Activity:
Only the lines from the one containing "Point to the log cut" through the end of the listing are to be repeated, exactly and without pictures.

Recorded information:
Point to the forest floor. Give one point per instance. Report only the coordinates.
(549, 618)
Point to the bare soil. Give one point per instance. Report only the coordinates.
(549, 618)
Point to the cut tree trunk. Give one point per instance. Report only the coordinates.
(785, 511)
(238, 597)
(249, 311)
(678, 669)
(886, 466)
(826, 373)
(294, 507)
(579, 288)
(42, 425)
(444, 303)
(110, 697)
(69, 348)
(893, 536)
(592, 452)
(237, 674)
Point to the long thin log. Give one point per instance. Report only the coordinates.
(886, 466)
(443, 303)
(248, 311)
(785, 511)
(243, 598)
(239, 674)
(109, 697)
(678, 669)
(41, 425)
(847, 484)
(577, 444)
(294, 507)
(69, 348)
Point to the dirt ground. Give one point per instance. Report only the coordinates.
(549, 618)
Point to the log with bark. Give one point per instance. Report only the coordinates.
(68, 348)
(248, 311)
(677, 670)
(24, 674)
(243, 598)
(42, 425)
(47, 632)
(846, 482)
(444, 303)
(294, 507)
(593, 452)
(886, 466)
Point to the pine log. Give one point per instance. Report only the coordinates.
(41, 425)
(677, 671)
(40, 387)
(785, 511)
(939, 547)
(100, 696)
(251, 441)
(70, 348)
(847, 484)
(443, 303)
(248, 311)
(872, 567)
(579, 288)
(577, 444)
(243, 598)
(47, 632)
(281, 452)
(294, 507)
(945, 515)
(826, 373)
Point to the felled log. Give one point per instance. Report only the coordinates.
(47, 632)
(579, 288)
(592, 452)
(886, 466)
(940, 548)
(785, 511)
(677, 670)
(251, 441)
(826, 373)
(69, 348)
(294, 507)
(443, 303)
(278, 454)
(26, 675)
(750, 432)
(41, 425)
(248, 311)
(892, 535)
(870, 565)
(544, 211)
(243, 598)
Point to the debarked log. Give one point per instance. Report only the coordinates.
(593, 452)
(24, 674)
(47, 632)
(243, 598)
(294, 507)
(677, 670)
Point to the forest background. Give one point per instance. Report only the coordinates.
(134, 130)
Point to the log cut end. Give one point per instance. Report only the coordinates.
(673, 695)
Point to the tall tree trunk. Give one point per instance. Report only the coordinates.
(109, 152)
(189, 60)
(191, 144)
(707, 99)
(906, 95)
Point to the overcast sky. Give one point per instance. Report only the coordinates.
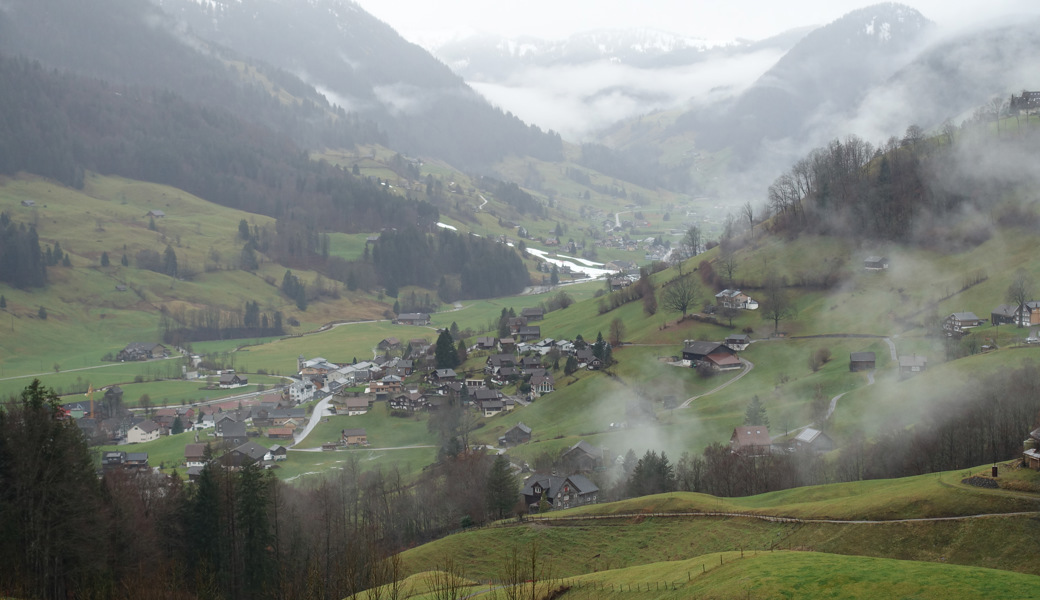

Result below:
Point to the log cut end. Give one point per instance. Report only the coordinates.
(673, 695)
Point to the tall tree trunk. Give one point per instance. Report only the coordinates.
(109, 152)
(189, 60)
(191, 144)
(707, 99)
(906, 95)
Point to the overcast sky. Give one point per instance. Report only the coordinates.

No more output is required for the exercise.